TASK A:
Check statements (i), (ii), and (iii) against the blog post on writer's block and recovery. For each one, answer yes or no and quote the words from the post that settle it. (i) The writer publishes one new piece every day. (ii) The writer has kept the blog for five years. (iii) Step one of the 12 Steps is acceptance.
TASK B:
According to the blog post on writer's block and recovery, what is the definition of plateau?
TASK C:
Write the next part of the blog post on writer's block and recovery, starting after its last sentence.

*** Opening SELECTED EXTRACT ***

10 Things I Learned About Recovery from My Experience With Writer’s Block


How can you make your recovery plateau an opportunity to grow deeper?


Right now, I’ve got a serious case of writer’s block. It may not seem like it, because I publish one new piece every day. After two years of writing this blog, I have a few strategies that I use when I have slumps so that I don’t go through week after week with no new posts.

Most times, the ideas flow and I love writing. But for the past few weeks, writing takes longer and I experience way more distractions than I am used to. The writing is hard. My ideas seem less appealing and I am more self-critical.

This isn’t the way I’d thought the New Year would begin.

Writer’s block is a real thing and it can be scary as hell. As a writer, ideas are your business. If you dry up, you begin to worry. Then the voices in your head begin to shout and your greatest fears echo all over your mind. You may even wonder if your best work is behind you. You fear that you can’t write anything but flat, empty words.

A while back I wrote about writer’s block:

Writer’s block is more about ‘liver’s block.’ No, that’s not a blocked liver but if we are happy and thriving, our minds will do the same thing.

I started writing this piece and then scrapped it because I didn’t like what I was writing. Then it hit me that writer’s block is a little like being in a recovery block or a recovery plateau. That is what I feel like right now: I’m spending a little time living on writer’s block and recovery plateau. It’s not what I want, but for now it’s where I am at.

If you are spending some time in a recovery plateau, here are 10 lessons from writer’s block that may help to kick start your recovery:

1.It helps to admit to yourself that you are feeling blocked.

The definition of plateau is table land. Living on a table is flat and unexciting. Plateaus are not the most inviting places to be, especially not if you have to find a place to live for the rest of your life. It’s a little like settling for a color palette that consists only of beige. Step one of the 12 Steps is acceptance. Accept that you feel stuck, you feel blocked, you feel burned out. Acceptance that this phase of growth is taking a break may help to begin a new phase of your growth.

2.Don’t sweat it.

This is similar to #1. Often I am chugging along in my writing and the ideas flow. Then for some reason, I hit a wall. My first tendency is to grab a few books and my journal and my note pad and get some new ideas. But the more I tro to force the ideas, the faster the ideas dry up. Instead, don’t sweat it. Let the process unfold. You may not know where this is going, but know that you will be okay. Use this opportunity to practice having faith in yourself and in your recovery.

*** Closing SELECTED EXTRACT ***
*** Opening DATA EXTRACT ***

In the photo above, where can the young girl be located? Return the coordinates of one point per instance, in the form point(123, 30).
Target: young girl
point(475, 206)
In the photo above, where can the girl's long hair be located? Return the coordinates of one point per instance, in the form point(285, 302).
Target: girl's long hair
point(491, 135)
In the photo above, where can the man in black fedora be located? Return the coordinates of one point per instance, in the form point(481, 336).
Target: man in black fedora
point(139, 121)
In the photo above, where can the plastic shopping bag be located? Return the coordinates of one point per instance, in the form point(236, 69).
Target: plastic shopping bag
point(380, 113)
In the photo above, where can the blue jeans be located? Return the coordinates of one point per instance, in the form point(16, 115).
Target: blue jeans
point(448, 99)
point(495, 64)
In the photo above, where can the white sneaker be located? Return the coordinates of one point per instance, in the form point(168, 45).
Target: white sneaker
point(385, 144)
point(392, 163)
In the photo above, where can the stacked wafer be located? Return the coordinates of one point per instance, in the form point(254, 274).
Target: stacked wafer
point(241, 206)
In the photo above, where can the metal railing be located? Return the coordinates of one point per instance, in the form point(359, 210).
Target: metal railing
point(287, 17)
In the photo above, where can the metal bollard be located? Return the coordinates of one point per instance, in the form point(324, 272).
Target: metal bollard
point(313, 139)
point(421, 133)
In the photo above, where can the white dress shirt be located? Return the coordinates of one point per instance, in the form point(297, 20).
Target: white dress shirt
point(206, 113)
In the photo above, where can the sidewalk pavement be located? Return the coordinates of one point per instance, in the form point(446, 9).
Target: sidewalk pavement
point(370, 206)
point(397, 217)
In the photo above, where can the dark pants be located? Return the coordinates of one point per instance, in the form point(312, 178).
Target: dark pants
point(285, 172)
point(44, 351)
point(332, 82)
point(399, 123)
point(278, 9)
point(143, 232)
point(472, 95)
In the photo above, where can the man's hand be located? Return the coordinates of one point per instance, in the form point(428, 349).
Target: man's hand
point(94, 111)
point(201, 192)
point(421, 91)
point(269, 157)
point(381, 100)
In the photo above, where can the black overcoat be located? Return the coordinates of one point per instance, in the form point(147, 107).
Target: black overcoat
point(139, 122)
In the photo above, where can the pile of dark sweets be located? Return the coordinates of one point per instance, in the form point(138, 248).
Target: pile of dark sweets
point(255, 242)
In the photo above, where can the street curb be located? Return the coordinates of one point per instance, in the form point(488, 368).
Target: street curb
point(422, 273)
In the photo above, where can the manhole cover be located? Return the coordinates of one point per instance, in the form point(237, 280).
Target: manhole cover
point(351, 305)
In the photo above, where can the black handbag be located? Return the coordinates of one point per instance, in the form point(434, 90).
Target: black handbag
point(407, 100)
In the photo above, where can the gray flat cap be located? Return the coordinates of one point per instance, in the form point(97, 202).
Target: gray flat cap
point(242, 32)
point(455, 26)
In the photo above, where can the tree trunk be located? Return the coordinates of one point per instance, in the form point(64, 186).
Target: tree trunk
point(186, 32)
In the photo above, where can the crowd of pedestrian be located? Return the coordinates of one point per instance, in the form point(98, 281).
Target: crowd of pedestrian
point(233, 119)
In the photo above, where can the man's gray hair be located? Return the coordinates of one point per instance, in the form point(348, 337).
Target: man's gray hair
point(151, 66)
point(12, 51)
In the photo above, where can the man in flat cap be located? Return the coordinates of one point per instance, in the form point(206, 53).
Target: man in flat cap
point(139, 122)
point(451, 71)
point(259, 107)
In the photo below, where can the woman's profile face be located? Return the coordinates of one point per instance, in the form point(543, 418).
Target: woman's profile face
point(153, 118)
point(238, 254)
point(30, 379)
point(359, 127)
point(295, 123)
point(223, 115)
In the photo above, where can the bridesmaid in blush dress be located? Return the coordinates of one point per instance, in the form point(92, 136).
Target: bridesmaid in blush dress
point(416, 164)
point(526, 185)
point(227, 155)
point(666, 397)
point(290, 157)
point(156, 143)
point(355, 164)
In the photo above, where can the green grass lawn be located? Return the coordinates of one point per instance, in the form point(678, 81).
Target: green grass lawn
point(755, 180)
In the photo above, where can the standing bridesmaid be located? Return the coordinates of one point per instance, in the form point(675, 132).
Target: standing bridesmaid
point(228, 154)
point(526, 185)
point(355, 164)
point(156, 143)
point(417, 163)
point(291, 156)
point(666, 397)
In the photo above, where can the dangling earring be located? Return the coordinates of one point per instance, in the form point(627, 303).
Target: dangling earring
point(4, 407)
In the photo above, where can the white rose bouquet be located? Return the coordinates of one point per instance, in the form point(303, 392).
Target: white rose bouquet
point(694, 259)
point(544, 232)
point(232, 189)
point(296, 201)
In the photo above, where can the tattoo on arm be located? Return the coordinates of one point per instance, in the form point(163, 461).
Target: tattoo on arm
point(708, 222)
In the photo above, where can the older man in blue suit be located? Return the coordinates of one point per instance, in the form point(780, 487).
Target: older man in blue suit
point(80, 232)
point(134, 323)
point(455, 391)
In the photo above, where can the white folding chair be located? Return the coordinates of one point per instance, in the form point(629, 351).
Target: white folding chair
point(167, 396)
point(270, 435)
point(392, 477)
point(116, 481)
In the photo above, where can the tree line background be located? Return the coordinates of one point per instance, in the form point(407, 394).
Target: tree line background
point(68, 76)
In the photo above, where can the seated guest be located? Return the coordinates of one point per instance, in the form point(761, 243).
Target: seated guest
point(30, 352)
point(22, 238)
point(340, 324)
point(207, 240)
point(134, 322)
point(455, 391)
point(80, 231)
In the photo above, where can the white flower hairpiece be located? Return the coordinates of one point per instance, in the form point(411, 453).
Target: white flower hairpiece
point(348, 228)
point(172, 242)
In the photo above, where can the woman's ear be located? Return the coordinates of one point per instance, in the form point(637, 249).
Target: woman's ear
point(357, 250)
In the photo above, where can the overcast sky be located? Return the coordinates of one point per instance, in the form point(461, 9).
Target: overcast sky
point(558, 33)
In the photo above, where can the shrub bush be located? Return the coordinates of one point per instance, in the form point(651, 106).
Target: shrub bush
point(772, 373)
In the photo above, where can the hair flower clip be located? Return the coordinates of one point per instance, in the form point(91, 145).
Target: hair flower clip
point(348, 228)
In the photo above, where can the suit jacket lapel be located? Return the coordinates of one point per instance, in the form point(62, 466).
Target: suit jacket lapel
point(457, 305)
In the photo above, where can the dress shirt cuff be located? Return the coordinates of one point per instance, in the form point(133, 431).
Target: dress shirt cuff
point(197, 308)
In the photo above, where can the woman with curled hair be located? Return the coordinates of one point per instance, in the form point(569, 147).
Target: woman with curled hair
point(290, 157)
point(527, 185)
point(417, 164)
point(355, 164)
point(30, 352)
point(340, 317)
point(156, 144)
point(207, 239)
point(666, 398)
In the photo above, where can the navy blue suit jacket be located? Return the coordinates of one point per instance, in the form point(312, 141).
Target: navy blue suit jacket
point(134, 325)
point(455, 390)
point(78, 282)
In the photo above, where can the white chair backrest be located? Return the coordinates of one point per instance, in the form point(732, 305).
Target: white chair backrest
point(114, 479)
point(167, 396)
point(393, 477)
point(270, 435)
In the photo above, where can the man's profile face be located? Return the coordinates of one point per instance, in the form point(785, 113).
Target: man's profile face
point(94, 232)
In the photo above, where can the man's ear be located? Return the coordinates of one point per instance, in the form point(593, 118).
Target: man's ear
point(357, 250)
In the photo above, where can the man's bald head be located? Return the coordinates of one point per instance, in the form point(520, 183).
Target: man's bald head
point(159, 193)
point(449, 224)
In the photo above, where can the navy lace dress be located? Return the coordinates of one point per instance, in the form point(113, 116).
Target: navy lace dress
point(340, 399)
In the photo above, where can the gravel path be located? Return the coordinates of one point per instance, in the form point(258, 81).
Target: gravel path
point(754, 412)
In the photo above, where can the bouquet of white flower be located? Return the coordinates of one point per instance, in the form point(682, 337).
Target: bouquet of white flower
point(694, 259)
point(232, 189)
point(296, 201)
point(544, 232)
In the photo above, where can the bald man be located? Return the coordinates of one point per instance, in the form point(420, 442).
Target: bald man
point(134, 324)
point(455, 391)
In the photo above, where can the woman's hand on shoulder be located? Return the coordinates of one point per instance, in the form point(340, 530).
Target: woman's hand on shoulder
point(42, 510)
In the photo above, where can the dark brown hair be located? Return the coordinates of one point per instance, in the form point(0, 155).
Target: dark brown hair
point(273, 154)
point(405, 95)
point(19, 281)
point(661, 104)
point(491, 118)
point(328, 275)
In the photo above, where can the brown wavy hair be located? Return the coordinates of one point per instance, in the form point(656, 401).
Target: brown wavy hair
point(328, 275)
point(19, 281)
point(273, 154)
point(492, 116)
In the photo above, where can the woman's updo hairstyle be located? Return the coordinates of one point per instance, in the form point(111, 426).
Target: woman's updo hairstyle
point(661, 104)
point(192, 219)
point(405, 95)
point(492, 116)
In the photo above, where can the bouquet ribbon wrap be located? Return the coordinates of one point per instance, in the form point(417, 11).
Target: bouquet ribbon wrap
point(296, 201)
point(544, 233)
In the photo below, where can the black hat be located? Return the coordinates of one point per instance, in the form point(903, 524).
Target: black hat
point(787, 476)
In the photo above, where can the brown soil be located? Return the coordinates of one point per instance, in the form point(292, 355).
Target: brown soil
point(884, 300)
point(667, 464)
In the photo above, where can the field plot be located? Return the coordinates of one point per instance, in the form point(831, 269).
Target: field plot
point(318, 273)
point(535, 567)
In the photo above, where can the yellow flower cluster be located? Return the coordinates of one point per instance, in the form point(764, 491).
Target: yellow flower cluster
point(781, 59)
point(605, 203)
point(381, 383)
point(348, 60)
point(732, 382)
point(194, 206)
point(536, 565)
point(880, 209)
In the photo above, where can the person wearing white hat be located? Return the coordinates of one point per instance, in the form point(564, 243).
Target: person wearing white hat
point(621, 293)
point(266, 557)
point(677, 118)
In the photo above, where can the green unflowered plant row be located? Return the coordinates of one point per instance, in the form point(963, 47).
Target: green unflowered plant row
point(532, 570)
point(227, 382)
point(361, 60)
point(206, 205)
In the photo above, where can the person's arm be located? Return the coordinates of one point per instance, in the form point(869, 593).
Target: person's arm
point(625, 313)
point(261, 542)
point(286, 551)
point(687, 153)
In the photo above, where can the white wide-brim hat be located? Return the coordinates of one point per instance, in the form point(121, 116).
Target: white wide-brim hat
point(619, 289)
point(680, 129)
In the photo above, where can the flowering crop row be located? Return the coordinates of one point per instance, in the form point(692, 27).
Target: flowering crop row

*** Closing DATA EXTRACT ***

RESULT A:
(i) Yes: "because I publish one new piece every day."
(ii) No: "After two years of writing this blog"
(iii) Yes: "Step one of the 12 Steps is acceptance."

RESULT B:
Table land.

RESULT C:
3.Play with words.

Writer’s block feels like your mind is empty. One thing I often do is pick a word and then look up the definition. Take plateau: it can mean table land but it also means a state of little or no change after a time of progress. This second definition is interesting. A plateau can be the time after a season of growth.

This may help you with your feeling of being in limbo. You need some time to recover from intense growth or hard work. Just like your body needs sleep and your mind needs to go off line once in a while, your recovery needs to plateau to prepare for the next phase.

4.Have fun and edit less.

The lesson here is that creating should be a different process than critiquing. Maybe your recovery just needs more creativity and less critique.

Writing is different than editing. Professional writers recommend separating writing tasks from editing tasks. Just get your ideas out, even thought they are rough and unpolished.  Then leave it alone. Come back to it the next day and edit your work. The lesson here is that creating should be a different process than critiquing. Maybe your recovery just needs more creativity and less critique. Have fun. Go to a movie and relax. Play some sports or some video games. Give yourself a break and turn off your inner editor.

5.Get away from your routine.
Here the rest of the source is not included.